Sayre, PA Train Accident, July 1907

Engineer Was Asleep in Cab.

Serious Wreck Occurred in Sayre Yards, the Engineer Being in a Precarious Condition.

Early Sunday morning a serious wreck occurred in Sayre yard, of the Lehigh Valley Railroad. A freight running at a rate of between 30 and 40 miles per hour struck another freight train that was standing on the "leader" track, causing a wreck that blocked the tracks throughout Sunday.

The accident occurred at 3:15 a.m. Engineer Orin Hudson, of Sayre, was in charge of locomotive No. 1,668, which was drawing 15 freight cars. The engineer was asleep when the collision occurred. He was seriously burned and otherwise injured, and lies in a precarious condition in the Sayre hospital.

Two railroad men were it he caboose of the freight train that was standing on the "leader" in the yard. They saw the oncoming train and realized that it was not under control. They climbed to an embankment at the side of the track, and one of them threw his lantern at the window of the cab of the oncoming engine, fearing that the engineer was asleep. A moment later the crash occurred.

The caboose was completely telescoped, and the locomotive continued its mad dash through the next freight car, which was loaded with bags of cement. The engine finally fell over on one side. Daniel Markham was the fireman of the wrecked locomotive. He was coaling up the fire at the time. The firebox door being open, a mass of live coats were thrown out when the collision occurred, and the wreckage was set on fire. Markham was thrown into the air and landed on a track ten feet away, escaping with painful bruises. His escape from death was nothing short of miraculous.

Clarence Moore, a brakeman, was in the left side of the cab when the collision occurred, and was able to crawl out of the cab immediately after the engine settled on the opposite side. He was not seriously injured. Engineer Hudson was under the engine, he being on the side of the cab that struck the ground. When help reached him he asked, "Where am I?" Hudson was fastened in the wreckage and the flames were rapidly approaching him until city firemen reached the scene and extinguished the fire. As quickly as possible the wreckage was cleared away and the engineer released and hurried to the hospital.

----------

### PROBLEM A
At what time did the collision in the Sayre wreck report take place?
### PROBLEM B
Reproduce word for word the portion of the Sayre wreck report that starts at the words "Two railroad men" and ends after the words "the crash occurred.".
Rely solely on the Sayre wreck report for your answers.

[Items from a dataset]
----------

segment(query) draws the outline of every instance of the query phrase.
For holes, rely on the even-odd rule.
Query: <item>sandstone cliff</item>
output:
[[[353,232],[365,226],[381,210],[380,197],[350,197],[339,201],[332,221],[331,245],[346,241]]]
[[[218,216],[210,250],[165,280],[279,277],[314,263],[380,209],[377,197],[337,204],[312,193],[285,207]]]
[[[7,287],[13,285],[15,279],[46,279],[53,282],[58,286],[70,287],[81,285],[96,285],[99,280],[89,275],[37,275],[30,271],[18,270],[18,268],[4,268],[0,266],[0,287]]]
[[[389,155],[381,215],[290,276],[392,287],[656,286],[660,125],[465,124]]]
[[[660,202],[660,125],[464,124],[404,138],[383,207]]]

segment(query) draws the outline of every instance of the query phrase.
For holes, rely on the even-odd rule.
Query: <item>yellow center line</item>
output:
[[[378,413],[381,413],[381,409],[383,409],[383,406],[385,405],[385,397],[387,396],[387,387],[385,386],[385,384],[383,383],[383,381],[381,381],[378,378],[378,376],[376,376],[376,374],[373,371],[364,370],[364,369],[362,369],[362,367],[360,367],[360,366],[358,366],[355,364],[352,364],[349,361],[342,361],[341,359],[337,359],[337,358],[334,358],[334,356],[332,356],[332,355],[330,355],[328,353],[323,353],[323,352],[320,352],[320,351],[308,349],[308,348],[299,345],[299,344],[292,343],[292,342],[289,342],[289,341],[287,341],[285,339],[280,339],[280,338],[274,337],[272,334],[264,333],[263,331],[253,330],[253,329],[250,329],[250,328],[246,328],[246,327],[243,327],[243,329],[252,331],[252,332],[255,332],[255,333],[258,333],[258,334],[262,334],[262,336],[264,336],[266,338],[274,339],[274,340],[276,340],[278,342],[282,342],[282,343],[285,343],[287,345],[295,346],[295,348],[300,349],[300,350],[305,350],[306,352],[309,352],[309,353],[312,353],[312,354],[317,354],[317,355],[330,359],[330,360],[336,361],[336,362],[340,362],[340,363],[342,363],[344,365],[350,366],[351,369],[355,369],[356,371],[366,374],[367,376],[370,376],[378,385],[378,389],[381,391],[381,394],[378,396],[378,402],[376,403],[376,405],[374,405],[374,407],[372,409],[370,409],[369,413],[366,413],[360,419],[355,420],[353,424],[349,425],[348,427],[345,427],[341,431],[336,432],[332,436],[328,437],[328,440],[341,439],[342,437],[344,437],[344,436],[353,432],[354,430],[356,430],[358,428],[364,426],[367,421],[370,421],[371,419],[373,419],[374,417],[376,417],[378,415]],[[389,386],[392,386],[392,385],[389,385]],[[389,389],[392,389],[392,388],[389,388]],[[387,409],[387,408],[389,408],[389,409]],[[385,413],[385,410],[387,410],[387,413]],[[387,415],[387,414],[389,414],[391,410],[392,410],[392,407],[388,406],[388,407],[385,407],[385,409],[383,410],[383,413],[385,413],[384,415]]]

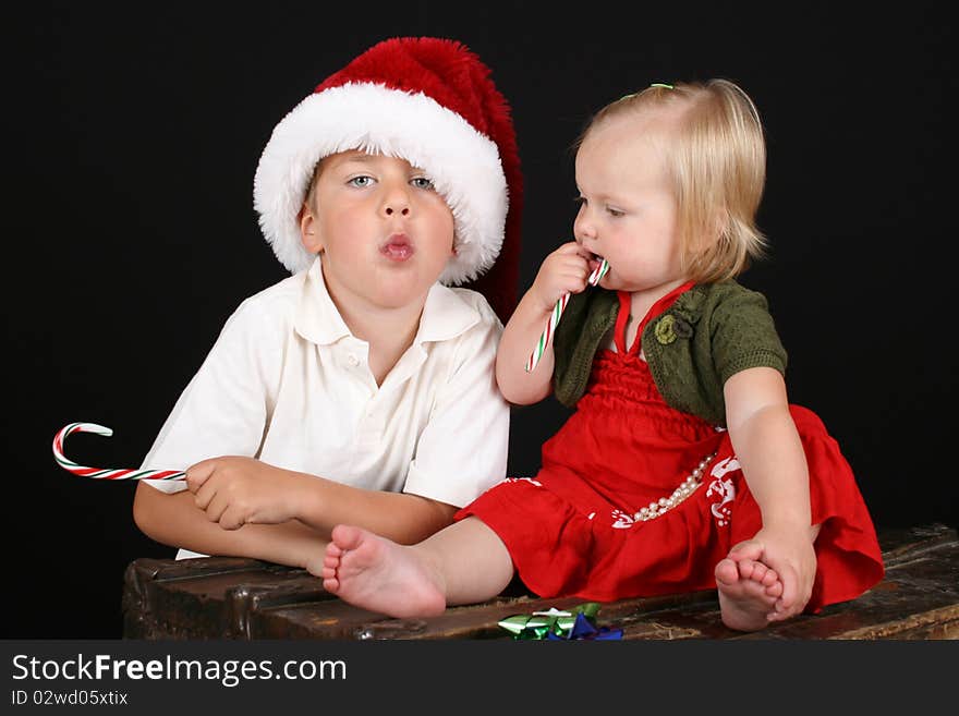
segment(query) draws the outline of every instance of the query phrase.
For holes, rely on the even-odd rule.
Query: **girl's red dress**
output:
[[[478,517],[503,541],[523,583],[543,597],[610,602],[715,588],[716,563],[762,526],[729,434],[666,404],[640,357],[642,327],[626,348],[621,293],[617,352],[600,350],[585,395],[543,447],[533,478],[509,478],[457,513]],[[854,598],[884,573],[875,529],[849,463],[822,421],[790,405],[810,473],[817,571],[806,610]],[[673,490],[706,457],[700,486],[661,517],[636,513]]]

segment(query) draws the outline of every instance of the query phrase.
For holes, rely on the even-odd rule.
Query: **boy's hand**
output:
[[[203,460],[186,471],[196,507],[223,530],[244,524],[277,524],[294,517],[296,475],[259,460],[222,457]]]
[[[586,289],[586,279],[590,278],[587,257],[580,244],[570,241],[543,260],[530,292],[539,300],[545,312],[553,311],[563,293],[581,293]]]

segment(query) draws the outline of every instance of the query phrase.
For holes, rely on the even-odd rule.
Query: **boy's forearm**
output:
[[[809,469],[789,409],[764,408],[730,428],[730,438],[763,525],[809,529]]]
[[[496,353],[496,383],[509,402],[529,405],[546,398],[553,389],[553,341],[543,352],[536,367],[526,373],[525,365],[549,320],[551,307],[544,310],[527,291],[507,323]]]
[[[400,544],[415,544],[452,524],[457,508],[409,495],[351,487],[311,478],[299,496],[298,519],[328,534],[338,524],[353,524]]]
[[[193,493],[186,490],[169,495],[149,485],[137,485],[133,509],[137,526],[150,538],[205,555],[248,557],[303,568],[308,559],[323,553],[329,541],[328,533],[295,520],[223,530],[207,519],[195,506]]]

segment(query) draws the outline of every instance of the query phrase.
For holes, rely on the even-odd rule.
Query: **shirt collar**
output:
[[[477,323],[480,313],[456,291],[437,282],[426,294],[414,342],[448,340]],[[336,343],[341,338],[352,336],[326,288],[319,257],[314,259],[304,277],[294,326],[303,338],[319,345]]]

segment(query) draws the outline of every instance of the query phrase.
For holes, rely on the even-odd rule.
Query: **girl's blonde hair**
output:
[[[576,147],[612,118],[664,109],[678,114],[663,139],[683,270],[699,283],[738,276],[766,246],[755,222],[766,180],[763,125],[738,85],[728,80],[651,85],[600,109]]]

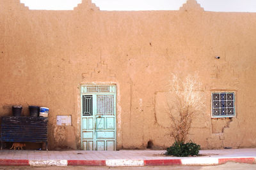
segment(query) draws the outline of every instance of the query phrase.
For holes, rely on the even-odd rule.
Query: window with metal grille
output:
[[[92,96],[83,96],[83,115],[92,116]]]
[[[233,117],[235,115],[235,94],[234,92],[212,93],[212,117]]]
[[[98,115],[114,115],[114,96],[97,95],[97,111]]]

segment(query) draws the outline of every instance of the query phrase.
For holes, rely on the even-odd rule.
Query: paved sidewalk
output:
[[[256,163],[256,148],[200,150],[199,157],[165,156],[164,150],[0,150],[0,166],[216,165]]]

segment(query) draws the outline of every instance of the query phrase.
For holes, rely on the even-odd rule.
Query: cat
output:
[[[18,150],[20,150],[20,148],[21,150],[22,150],[23,147],[26,147],[25,143],[19,143],[19,142],[13,142],[13,143],[12,144],[12,148],[10,148],[10,149],[12,150],[12,148],[13,148],[13,150],[16,150],[17,148],[18,148]]]

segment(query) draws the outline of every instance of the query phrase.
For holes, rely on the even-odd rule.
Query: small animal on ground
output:
[[[26,147],[26,144],[25,143],[19,143],[19,142],[13,142],[13,143],[12,144],[12,148],[10,148],[10,149],[13,149],[13,150],[20,150],[20,148],[21,150],[23,149],[23,147]]]

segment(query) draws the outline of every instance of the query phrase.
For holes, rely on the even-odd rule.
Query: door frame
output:
[[[85,87],[85,88],[87,88],[87,87],[90,87],[90,86],[97,86],[97,87],[100,87],[100,86],[111,86],[111,87],[114,87],[114,92],[83,92],[83,89],[84,89],[84,87]],[[114,150],[116,150],[116,132],[117,132],[117,130],[116,130],[116,124],[117,124],[117,121],[116,121],[116,114],[117,114],[117,99],[116,99],[116,96],[117,96],[117,90],[116,90],[116,84],[113,84],[113,83],[104,83],[104,84],[102,84],[102,83],[93,83],[93,84],[92,84],[92,83],[86,83],[86,84],[82,84],[82,85],[81,85],[81,86],[80,86],[80,115],[81,115],[81,117],[80,117],[80,120],[81,120],[81,121],[80,121],[80,122],[81,122],[81,125],[80,125],[80,131],[81,131],[81,150],[83,150],[83,117],[84,117],[84,116],[83,116],[83,99],[82,99],[82,98],[83,98],[83,96],[93,96],[93,95],[94,96],[97,96],[97,95],[102,95],[102,94],[104,94],[104,95],[107,95],[108,94],[108,92],[109,92],[109,94],[113,94],[114,95],[114,110],[115,110],[115,111],[114,111],[114,113],[115,113],[115,115],[114,115],[114,124],[115,124],[115,130],[114,130],[114,136],[115,136],[115,138],[114,138],[114,140],[115,140],[115,142],[114,142]],[[96,110],[97,108],[93,108],[93,110]],[[97,123],[97,118],[98,117],[98,116],[97,115],[92,115],[92,118],[93,118],[93,150],[95,150],[95,148],[96,148],[96,145],[97,145],[97,143],[96,143],[96,141],[97,141],[97,139],[96,139],[96,136],[95,136],[95,134],[96,134],[96,132],[97,132],[97,130],[96,130],[96,129],[95,129],[95,127],[96,127],[96,126],[97,126],[97,124],[96,124],[96,123]],[[105,139],[106,140],[106,139]],[[105,144],[106,145],[106,144]],[[105,150],[106,150],[106,148],[105,149]]]

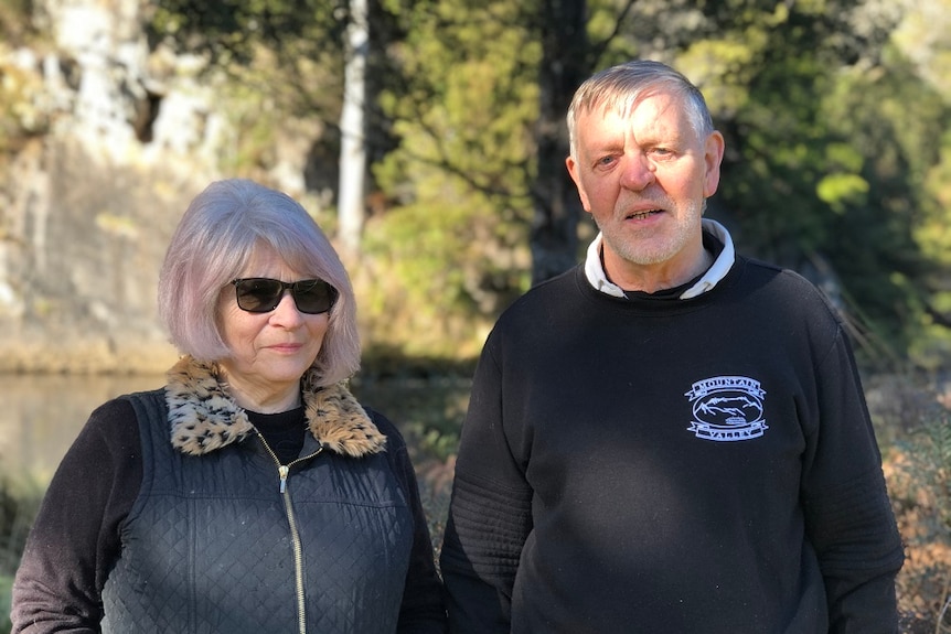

----------

### WRITTEN REPLY A
3:15 a.m.

### WRITTEN REPLY B
Two railroad men were it he caboose of the freight train that was standing on the "leader" in the yard. They saw the oncoming train and realized that it was not under control. They climbed to an embankment at the side of the track, and one of them threw his lantern at the window of the cab of the oncoming engine, fearing that the engineer was asleep. A moment later the crash occurred.